> **EXTRACT TO READ**
Persist workflow execution state so failed or paused runs can be resumed without re-executing completed steps.

CLI usage¶

# Run with checkpointing enabled
agentloom run workflow.yaml --checkpoint

# Custom checkpoint directory
agentloom run workflow.yaml --checkpoint --checkpoint-dir /data/checkpoints

# List all checkpointed runs
agentloom runs
agentloom runs --json

# Resume a previous run
agentloom resume <run_id>
agentloom resume <run_id> --lite --json

How it works¶

When --checkpoint is enabled, the engine:

Generates a unique run ID (printed at startup).
Saves a checkpoint file after the workflow completes (success or failure).
The checkpoint contains the full workflow definition, state, and step results.

On agentloom resume <run_id>:

Loads the checkpoint from disk.
Reconstructs the workflow engine with the saved state.
Skips already-completed steps and continues from where it left off.

Checkpoint files are stored as JSON in .agentloom/checkpoints/ by default (configurable via --checkpoint-dir).

State¶

State variables are initialized in the state block and accessible in templates:

state:
  question: "What is Python?"
  items:
    - id: 1
      name: "Item A"
  count: 42

Template syntax:

Expression	Result
`{state.question}`	`"What is Python?"`
`{question}`	`"What is Python?"` (flat access)
`{state.items[0].name}`	`"Item A"`
`{state.count}`	`42`

Steps with output: key update state[key] after execution.

Templates render tool step args through the same renderer as prompt fields, so {state.url} substitutions work uniformly across step types. By default a missing key ({state.does_not_exist}) is logged and rendered as an empty string; to raise TemplateError on missing keys instead, build the namespace with build_template_vars(state, strict=True) (so nested {state.*} lookups also raise) and render with SafeFormatDict(template_vars, strict=True).

`state_schema` — per-key redaction¶

Sensitive state values can be flagged so they never land in a checkpoint, webhook body, or trace span. The plaintext stays in memory so the active workflow can still use it.

state:
  api_key: "sk-..."
  password: "hunter2"
  user_id: 42

state_schema:
  api_key: { redact: true }
  password: { redact: true }
  "*token*": { redact: true }

Glob patterns match against the key name; for nested dicts they match against the dotted path (credentials.access_token). The same policy can be applied deployment-wide via AGENTLOOM_REDACT_STATE_KEYS=api_key,password,*token* (env-var and YAML policies are merged). See Security → State redaction for the full surface and the resume contract.

Step types¶

`llm_call`¶

Sends a prompt to an LLM and stores the response.

- id: answer
  type: llm_call
  prompt: "Answer: {state.question}"        # required
  system_prompt: "You are helpful."         # optional
  model: gpt-4o                             # optional, overrides config
  temperature: 0.7                          # optional (0-2)
  max_tokens: 1000                          # optional
  stream: true                              # optional, overrides config
  output: answer                            # state key for result
  timeout: 30.0                             # per-step timeout
  depends_on: [previous_step]               # dependencies
  attachments:                              # multi-modal input
    - type: image
      source: "{state.image_url}"

> **Saved data entries**
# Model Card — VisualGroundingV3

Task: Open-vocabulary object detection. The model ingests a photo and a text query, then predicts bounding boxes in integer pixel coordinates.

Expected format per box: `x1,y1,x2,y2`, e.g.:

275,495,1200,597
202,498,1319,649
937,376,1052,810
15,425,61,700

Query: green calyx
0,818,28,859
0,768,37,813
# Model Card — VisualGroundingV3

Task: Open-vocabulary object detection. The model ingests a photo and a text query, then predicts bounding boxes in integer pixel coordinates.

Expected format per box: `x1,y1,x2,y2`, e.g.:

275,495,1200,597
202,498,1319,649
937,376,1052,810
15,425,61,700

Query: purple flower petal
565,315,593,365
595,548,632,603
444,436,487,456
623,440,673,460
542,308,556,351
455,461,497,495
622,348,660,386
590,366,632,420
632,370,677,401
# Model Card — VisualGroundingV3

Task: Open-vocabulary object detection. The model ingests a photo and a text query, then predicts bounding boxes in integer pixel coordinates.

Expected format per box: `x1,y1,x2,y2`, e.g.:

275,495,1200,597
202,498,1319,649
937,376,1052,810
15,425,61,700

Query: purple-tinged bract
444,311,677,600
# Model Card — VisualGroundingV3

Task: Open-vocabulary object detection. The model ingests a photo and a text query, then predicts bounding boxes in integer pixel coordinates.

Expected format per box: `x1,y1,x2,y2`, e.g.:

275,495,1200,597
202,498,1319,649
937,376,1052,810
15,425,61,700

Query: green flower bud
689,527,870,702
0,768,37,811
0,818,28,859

> **QUESTIONS TO ANSWER**
1. According to the checkpointing documentation, where and in what format are checkpoint files stored by default?
2. Summarize the checkpointing documentation in two sentences.
3. In the checkpointing documentation, which fields in the llm_call step have a comment marking them as optional? List them all.
None of the entries are needed here.

> **SOLUTIONS TO THE EXERCISE**
1. They are stored as JSON in .agentloom/checkpoints/.

2. With --checkpoint enabled, agentloom saves the workflow's definition, state, and step results so a failed or paused run can be resumed with agentloom resume, skipping steps that already completed. State variables set in the state block can be used in templates, and sensitive values can be flagged in state_schema so they never land in a checkpoint, webhook body, or trace span.

3.
- system_prompt
- model
- temperature
- max_tokens
- stream